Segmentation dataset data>
------------

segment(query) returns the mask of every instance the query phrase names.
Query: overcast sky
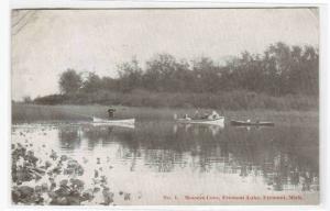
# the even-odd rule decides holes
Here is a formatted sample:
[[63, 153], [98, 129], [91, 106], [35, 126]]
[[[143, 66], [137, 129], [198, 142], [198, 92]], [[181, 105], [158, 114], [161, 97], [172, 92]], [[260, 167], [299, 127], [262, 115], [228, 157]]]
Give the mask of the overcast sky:
[[116, 65], [157, 53], [223, 60], [275, 42], [318, 46], [309, 9], [44, 10], [12, 14], [12, 98], [58, 92], [67, 68], [117, 76]]

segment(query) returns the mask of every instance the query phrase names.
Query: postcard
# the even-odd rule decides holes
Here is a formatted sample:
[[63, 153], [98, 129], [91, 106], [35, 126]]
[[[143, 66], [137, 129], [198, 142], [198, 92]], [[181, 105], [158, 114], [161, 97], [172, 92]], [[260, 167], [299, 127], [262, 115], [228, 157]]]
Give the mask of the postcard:
[[317, 206], [319, 8], [13, 9], [13, 206]]

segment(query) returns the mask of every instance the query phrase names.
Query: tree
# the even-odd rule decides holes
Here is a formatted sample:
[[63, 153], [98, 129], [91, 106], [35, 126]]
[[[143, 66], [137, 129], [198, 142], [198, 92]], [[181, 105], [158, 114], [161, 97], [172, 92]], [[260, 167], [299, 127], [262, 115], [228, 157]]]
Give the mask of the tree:
[[84, 92], [95, 92], [101, 88], [101, 79], [95, 73], [88, 73], [86, 80], [82, 82]]
[[81, 88], [82, 79], [80, 74], [74, 69], [67, 69], [59, 77], [59, 89], [64, 95], [72, 95], [78, 92]]
[[128, 92], [141, 87], [143, 73], [135, 58], [130, 63], [119, 65], [117, 68], [119, 75], [119, 89], [121, 91]]

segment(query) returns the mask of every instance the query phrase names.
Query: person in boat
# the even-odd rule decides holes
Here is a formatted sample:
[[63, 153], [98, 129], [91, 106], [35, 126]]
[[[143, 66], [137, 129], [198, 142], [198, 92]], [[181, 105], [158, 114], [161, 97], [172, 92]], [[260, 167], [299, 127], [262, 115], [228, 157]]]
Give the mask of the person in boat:
[[191, 120], [191, 118], [188, 116], [188, 114], [185, 114], [185, 120]]
[[109, 109], [108, 109], [109, 119], [113, 119], [113, 116], [114, 116], [114, 111], [116, 111], [116, 109], [113, 109], [113, 108], [109, 108]]
[[217, 111], [213, 110], [212, 113], [208, 116], [208, 120], [217, 120], [219, 118], [219, 113], [217, 113]]

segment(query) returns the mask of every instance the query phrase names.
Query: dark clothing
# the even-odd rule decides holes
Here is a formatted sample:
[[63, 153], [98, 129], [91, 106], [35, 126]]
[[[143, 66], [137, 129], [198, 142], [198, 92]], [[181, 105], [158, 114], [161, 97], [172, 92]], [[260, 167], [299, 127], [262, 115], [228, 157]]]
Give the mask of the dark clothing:
[[108, 109], [109, 119], [113, 118], [116, 109]]

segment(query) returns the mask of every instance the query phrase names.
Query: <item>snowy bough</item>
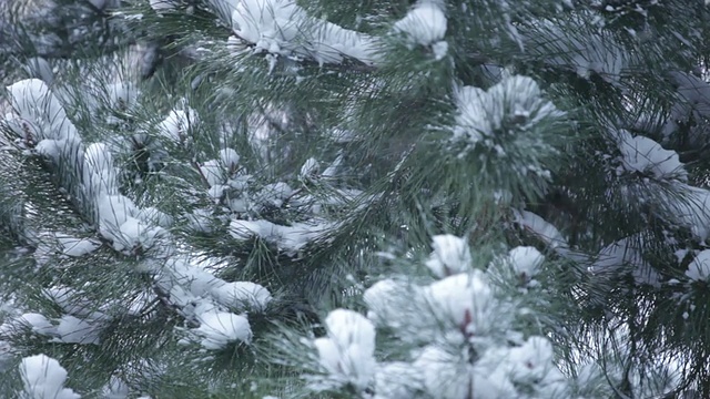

------------

WORK INSTRUCTIONS> Rewrite all of the data above, replacing "formatted sample" with "worked example" everywhere it occurs and keeping everything else unchanged. Omit the pictures from your answer.

WRITTEN RESPONSE>
segment(query) returns the mask of every instance the query phrase names.
Query: overcast sky
# the even-odd rule decides holes
Here is a worked example:
[[63, 153], [98, 129], [91, 106], [35, 126]]
[[[143, 66], [137, 129], [198, 142], [198, 92]], [[181, 105], [158, 114], [161, 97], [172, 92]], [[260, 167], [299, 127], [262, 115], [228, 157]]]
Give the mask of the overcast sky:
[[116, 65], [157, 53], [223, 60], [275, 42], [318, 46], [309, 9], [44, 10], [12, 14], [12, 98], [58, 92], [67, 68], [117, 76]]

segment(query) returns the mask of every instance the query phrase names.
Query: postcard
# the even-odd rule decides holes
Here is a worked example:
[[63, 153], [98, 129], [91, 106], [35, 126]]
[[[143, 66], [137, 129], [198, 142], [198, 92]], [[181, 105], [158, 114], [161, 97], [172, 92]], [[260, 167], [299, 127], [262, 115], [228, 157]]]
Give the mask of the postcard:
[[317, 206], [319, 8], [13, 9], [13, 206]]

segment(query) returns the mask of every instance the query phrase names.
Query: tree
# the even-odd rule decides holes
Here is a worked example:
[[63, 153], [98, 129], [91, 106], [35, 126]]
[[[143, 66], [137, 129], [198, 142], [198, 92]], [[181, 105], [158, 114], [161, 97], [172, 92]], [[260, 167], [299, 127], [262, 115], [228, 157]]]
Give the mask of the tree:
[[84, 92], [95, 92], [101, 88], [101, 79], [95, 73], [88, 73], [86, 80], [82, 82]]
[[81, 88], [82, 79], [80, 74], [74, 69], [67, 69], [59, 77], [59, 89], [64, 95], [72, 95], [78, 92]]
[[128, 92], [141, 87], [143, 73], [135, 58], [130, 63], [119, 65], [117, 68], [119, 75], [119, 89], [121, 91]]

segment(query) returns the mask of every instance the query phrase names.
Query: person in boat
# the even-odd rule decides holes
Here is a worked example:
[[63, 153], [98, 129], [91, 106], [35, 126]]
[[[143, 66], [137, 129], [198, 142], [198, 92]], [[181, 105], [158, 114], [161, 97], [172, 92]], [[260, 167], [299, 127], [262, 115], [228, 157]]]
Give the mask of the person in boat:
[[191, 120], [191, 118], [188, 116], [188, 114], [185, 114], [185, 120]]
[[109, 109], [108, 109], [109, 119], [113, 119], [113, 116], [114, 116], [114, 111], [116, 111], [116, 109], [113, 109], [113, 108], [109, 108]]
[[217, 111], [213, 110], [212, 113], [208, 116], [208, 120], [217, 120], [219, 118], [219, 113], [217, 113]]

segment(query) returns the mask of every instance the query phrase names.
Query: dark clothing
# the even-odd rule decides holes
Here is a worked example:
[[63, 153], [98, 129], [91, 106], [35, 126]]
[[[143, 66], [137, 129], [198, 142], [198, 92]], [[181, 105], [158, 114], [161, 97], [172, 92]], [[260, 167], [299, 127], [262, 115], [228, 157]]]
Give the mask of the dark clothing:
[[108, 109], [109, 119], [113, 118], [116, 109]]

segment(query) returns the mask of every instance the query phrase names.
Query: <item>snowy bough</item>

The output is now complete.